* _PROVIDED PASSAGE_
The world’s leading publication for data science, AI, and ML professionals.

Create a Scientific Data Visualization from Scratch Using Plotnine in Python

Create a data visualization using Plotnine step by step

Photo by Jeremy Thomas on Unsplash
Photo by Jeremy Thomas on Unsplash

Hands-on Tutorial


Data pre-processing

As we have discussed in the previous story, the plotline can be used as an alternative to data visualization in Python. In this tutorial, we will continue the journey in data visualization that keeps focusing on one specific plot, namely the bar plot. Firstly, download the data of the National Olympic Committee (NOC) from my previous story.

Introduction to Plotnine as the Alternative of Data Visualization Package in Python

# Dataframe manipulation
import pandas as pd
# Linear algebra
import numpy as np
# Data visualization with plotnine
from plotnine import *
import plotnine
# Set the figure size of plotnine
plotnine.options.figure_size = (6.4,4.8)

The athlete event the dataset has 271,116 records or rows and 15 columns or attributes.

# Import the athlete data
athlete_data = pd.read_csv('datasets/athlete_events.csv')
# Print the dimension of the data
print('Dimension of athlete data:n{}'.format(len(athlete_data)),
      'rows and {}'.format(len(athlete_data.columns)),'columns')
athlete_data.head()
The athlete data in Olympics event 1896–2016 (Image by Author)

* _GIVEN INSTRUCTION A_
In the Plotnine tutorial, how many records and columns does the athlete event dataset contain?
* _GIVEN INSTRUCTION B_
Rewrite the paragraph of the Plotnine tutorial that begins "As we have discussed in the previous story" as a short bulleted list that keeps its main facts.

* _LISTED ENTRIES_
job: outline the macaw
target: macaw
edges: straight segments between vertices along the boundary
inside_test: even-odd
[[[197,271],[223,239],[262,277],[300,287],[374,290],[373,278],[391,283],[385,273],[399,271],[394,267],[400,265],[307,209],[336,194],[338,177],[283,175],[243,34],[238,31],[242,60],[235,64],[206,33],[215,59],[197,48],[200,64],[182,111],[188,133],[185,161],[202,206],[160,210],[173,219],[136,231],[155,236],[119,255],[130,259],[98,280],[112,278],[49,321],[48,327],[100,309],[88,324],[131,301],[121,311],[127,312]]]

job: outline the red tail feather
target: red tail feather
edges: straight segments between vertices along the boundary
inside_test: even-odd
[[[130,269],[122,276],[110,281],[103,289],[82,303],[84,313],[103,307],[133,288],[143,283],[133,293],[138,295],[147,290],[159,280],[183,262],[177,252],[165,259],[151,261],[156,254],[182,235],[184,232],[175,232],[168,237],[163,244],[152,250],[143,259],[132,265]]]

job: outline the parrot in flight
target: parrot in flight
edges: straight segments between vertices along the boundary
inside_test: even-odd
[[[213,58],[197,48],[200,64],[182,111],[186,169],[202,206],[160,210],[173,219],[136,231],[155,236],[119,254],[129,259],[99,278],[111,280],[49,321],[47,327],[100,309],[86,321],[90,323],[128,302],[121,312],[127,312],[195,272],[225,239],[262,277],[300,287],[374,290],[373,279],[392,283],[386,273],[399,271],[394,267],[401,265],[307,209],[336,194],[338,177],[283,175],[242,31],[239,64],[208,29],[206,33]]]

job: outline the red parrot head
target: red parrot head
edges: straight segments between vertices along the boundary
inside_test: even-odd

* _FULL RESPONSE A_
It has 271,116 records (rows) and 15 columns (attributes).

* _FULL RESPONSE B_
- The tool covered in the previous story can serve as an alternative for data visualization in Python.
- This tutorial continues the data visualization journey, focusing on one plot: the bar plot.
- The first step is to download the National Olympic Committee (NOC) data from the previous story.